+++ BRANO FORNITO +++

«Lo sai che non mi chiamo Eracle, vero?» mi ha chiesto Eracle Dartizio (Monza, 1989) – Fabio all’anagrafe – tra un piatto di pasta e le pagine di uno dei quaderni aperti sul tavolo, pieni di appunti.
Perché utilizzi questo nome?
«Era la mia tag, quando facevo i graffiti. L’ho scelto non per il significato, ma per la forma delle lettere che lo compongono. Inizialmente usavo solo “Era”, poi si è trasformato in “Eracle”».
Nel tuo percorso ti sei allontanato dalla street art. Me ne racconti le tappe?
«Da adolescente ero affascinato dalla Rap Culture e mi sono appassionato al graffiti writing, lavoravo più in hall of fame che in strada, ero concentrato sullo studio delle lettere. Consumavo taccuini su taccuini, avevo sketchbook pieni di alfabeti interi. In occasione della mostra “Street Art, Sweet Art” al PAC di Milano nel 2007 vidi gli street artist inseriti in ambito museale e cominciai a dipingere su tela. Da autodidatta mi sono avvicinato alla pittura astratta ammirando soprattutto la Nuova Scuola Americana. Non immaginavo di fare l’artista, forse memore dell’esperienza di mio padre: in cantina ci sono i suoi quadri, che non voleva fossero guardati. Ha cercato di tutelarmi, credo si sia ricreduto solo alla cerimonia del Premio Arte Laguna, quando mi ha visto salire sul palco. Era molto orgoglioso di me».
Continui tuttora a scrivere e ripetere segni. È il punto di avvio di ogni tuo lavoro?
«Sono un retaggio, una tradizione personale. Accompagnano a distanza, da vicino o danno proprio forma a ogni mio lavoro. Per esempio, per il progetto che stiamo preparando insieme per Cafro [una serie di interventi artistici prodotti per il Sessantesimo anniversario di Cafro s.r.l., a Fino Mornasco, organizzati in collaborazione con Circoloquadro, Milano, ottobre 2015, n.d.a.] i segni che ho catalogato su carta rappresentano nel mio immaginario una quantità di luce, delle stelle. Si sono evoluti dalla mia tag, assumendo una dimensione slegata dalla lettera e concentrata sul piacere del movimento, diventando “Costellazioni”».

+++ DATI FORNITI +++

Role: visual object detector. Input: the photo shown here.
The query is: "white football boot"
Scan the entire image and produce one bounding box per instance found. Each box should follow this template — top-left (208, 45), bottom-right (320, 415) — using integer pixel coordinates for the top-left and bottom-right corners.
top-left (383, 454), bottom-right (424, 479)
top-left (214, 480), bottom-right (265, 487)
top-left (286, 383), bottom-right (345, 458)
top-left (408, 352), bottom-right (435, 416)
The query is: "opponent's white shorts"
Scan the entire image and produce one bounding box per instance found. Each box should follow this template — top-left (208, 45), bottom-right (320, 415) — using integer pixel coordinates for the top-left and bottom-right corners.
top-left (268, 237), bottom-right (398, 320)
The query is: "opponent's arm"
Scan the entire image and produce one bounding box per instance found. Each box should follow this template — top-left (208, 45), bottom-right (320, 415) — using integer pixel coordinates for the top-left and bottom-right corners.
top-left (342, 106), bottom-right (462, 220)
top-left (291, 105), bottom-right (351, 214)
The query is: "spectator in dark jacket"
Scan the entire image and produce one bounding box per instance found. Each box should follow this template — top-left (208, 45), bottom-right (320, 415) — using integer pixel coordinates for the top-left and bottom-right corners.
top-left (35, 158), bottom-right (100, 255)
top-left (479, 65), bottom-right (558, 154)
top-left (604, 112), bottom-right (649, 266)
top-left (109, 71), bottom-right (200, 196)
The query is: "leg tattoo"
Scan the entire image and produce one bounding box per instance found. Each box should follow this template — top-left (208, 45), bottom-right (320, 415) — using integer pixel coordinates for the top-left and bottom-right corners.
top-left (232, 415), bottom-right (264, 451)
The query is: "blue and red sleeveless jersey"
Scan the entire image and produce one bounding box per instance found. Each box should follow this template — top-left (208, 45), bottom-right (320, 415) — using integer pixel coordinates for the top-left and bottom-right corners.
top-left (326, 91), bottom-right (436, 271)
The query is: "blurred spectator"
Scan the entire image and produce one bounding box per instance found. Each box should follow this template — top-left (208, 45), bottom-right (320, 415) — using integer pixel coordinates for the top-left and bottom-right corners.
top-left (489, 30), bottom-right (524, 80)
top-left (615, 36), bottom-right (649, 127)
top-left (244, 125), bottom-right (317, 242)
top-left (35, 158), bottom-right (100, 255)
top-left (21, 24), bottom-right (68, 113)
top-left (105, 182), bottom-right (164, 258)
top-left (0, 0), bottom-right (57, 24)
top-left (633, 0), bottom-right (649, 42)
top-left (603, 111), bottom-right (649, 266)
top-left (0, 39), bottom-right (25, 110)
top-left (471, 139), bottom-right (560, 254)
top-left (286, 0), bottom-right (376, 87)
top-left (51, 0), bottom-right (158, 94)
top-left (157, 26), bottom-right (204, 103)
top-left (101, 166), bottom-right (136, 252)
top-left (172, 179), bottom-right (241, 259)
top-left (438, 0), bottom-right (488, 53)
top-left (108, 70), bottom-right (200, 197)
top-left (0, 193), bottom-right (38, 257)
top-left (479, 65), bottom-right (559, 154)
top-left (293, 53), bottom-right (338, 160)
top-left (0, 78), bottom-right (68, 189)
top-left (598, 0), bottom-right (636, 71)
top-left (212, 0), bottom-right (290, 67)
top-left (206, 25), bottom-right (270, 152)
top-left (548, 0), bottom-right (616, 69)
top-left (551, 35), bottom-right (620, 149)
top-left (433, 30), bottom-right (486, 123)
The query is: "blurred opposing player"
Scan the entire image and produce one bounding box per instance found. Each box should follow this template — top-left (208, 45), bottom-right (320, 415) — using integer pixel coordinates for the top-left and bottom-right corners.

+++
+++ DATI FORNITI +++

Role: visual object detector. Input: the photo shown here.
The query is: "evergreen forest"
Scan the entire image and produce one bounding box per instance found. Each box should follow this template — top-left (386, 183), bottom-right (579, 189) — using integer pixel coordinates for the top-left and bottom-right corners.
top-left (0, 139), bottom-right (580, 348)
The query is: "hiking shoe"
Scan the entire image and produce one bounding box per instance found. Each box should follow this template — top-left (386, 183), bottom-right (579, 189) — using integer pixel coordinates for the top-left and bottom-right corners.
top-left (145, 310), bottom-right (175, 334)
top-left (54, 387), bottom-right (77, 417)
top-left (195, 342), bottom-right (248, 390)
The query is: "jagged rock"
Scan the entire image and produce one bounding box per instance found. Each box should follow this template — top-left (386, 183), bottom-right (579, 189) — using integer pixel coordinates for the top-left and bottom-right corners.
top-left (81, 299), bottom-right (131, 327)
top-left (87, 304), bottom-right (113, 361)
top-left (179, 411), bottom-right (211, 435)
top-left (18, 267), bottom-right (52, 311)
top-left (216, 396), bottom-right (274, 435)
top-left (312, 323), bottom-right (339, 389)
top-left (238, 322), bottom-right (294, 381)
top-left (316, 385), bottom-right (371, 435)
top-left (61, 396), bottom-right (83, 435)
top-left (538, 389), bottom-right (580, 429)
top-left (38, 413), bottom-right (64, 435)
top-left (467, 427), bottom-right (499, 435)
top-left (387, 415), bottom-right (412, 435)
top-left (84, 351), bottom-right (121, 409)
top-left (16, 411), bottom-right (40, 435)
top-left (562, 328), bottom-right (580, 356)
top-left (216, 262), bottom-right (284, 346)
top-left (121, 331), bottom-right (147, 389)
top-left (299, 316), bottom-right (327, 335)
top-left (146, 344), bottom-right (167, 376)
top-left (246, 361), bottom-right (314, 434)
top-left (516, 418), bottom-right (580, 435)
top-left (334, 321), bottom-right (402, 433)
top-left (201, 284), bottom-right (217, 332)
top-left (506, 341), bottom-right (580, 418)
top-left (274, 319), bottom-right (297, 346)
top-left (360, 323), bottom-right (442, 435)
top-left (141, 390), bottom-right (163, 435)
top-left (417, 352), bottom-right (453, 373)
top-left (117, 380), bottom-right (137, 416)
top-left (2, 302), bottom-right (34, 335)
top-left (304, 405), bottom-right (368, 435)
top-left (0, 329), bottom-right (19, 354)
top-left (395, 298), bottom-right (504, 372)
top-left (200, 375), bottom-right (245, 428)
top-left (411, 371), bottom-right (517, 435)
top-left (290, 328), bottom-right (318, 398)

+++

### SFIDE
• a. Nell'intervista a Eracle Dartizio, scambia «tag» con «firma» e riscrivi il tratto che va da «Perché utilizzi questo» fino a «racconti le tappe?».
• b. Elenca tutte le città nominate nell'intervista a Eracle Dartizio.
• c. Prosegui l'intervista a Eracle Dartizio a partire dall'ultima risposta riportata.
Le righe non c'entrano in alcun modo con questo lavoro.

### COMPITI RISOLTI
• a.
Perché utilizzi questo nome?
«Era la mia firma, quando facevo i graffiti. L’ho scelto non per il significato, ma per la forma delle lettere che lo compongono. Inizialmente usavo solo “Era”, poi si è trasformato in “Eracle”».
Nel tuo percorso ti sei allontanato dalla street art. Me ne racconti le tappe?

• b. Monza, Milano, Fino Mornasco

• c.
Quindi senza più alcun riferimento a te stesso o all’affermazione di identità?
«È una firma primordiale. È il frutto di una serie di passaggi, nati da una riflessione sul rapporto tra ragione e istinto che mi aveva portato a disegnare delle figure antropomorfe, di cui ho conservato solo la parte superiore, la testa. Questa forma si è progressivamente diretta verso la dimensione astrale, in contrapposizione con le mie “Pozzanghere”, che invece sono indissolubilmente legate alla terra».
Nelle pozzanghere è, però, rimasto il riferimento all’uomo, visto che simboleggiano località dell’hinterland milanese.
«È una costruzione narrativa. Se vogliamo concentrarci sul nocciolo del lavoro parte dallo stesso principio, dall’evoluzione e catalogazione dello stesso segno. L’istinto su un piano bidimensionale è rappresentato per me da un segno che nello spazio, nelle “Pozzanghere”, assume una forma scultorea».
Sia le “Costellazioni” sia le “Pozzanghere” sono quindi la solidificazione di un segno. Qual è stato il passaggio tra terrestre e siderale?
«Sono la solidificazione di un’unita minima, segnica nel piano e d’azione nello spazio. Ciò che mi ha fatto spostare dalla terra al cielo è stato il riflesso, l’analisi di ciò che si specchia in una pozzanghera. La pozzanghera può essere considerata come il riflesso esatto di una porzione di cielo. È stato un passaggio poetico dettato dall’urgenza di cercare un altrove. Le “Costellazioni”, le “Pozzanghere” e il loro relazionarsi sono una fiaba, due limiti poetici che sotto il nome di indagine artistica giocano con i limiti ontologici di nascita e morte».
Il rapporto tra cielo e terra, semplificando molto, è raccontato anche in “Per aspera ad astra”.
«Ho presentato quel lavoro sull’isola di San Servolo, a Venezia, a cura di Martina Corbetta. Si tratta di una serie di fili di poliestere bianco che uniscono visivamente il cielo e il suolo. Volevo rappresentare un interrogativo, ossia se l’uomo ha solo un’unità corporea o se, dopo la morte, rimane qualcosa. La profondità che intendevo raggiungere, però, mi sembra essere stata banalizzata dalla lettura più immediata del lavoro: il movimento ascendente, la purezza del bianco, i fili della vita, il tempo che interagisce con l’opera e la fa appassire. Ho affrontato lo stesso tema anche in “Petricore”, in cui il calore emanato da una lampada a incandescenza innalza e fa dissipare nell’aria della polvere evidenziata da un filtro interferenziale rosso. A partire dal titolo, trovo questa soluzione meno banale, quantomeno nella forma».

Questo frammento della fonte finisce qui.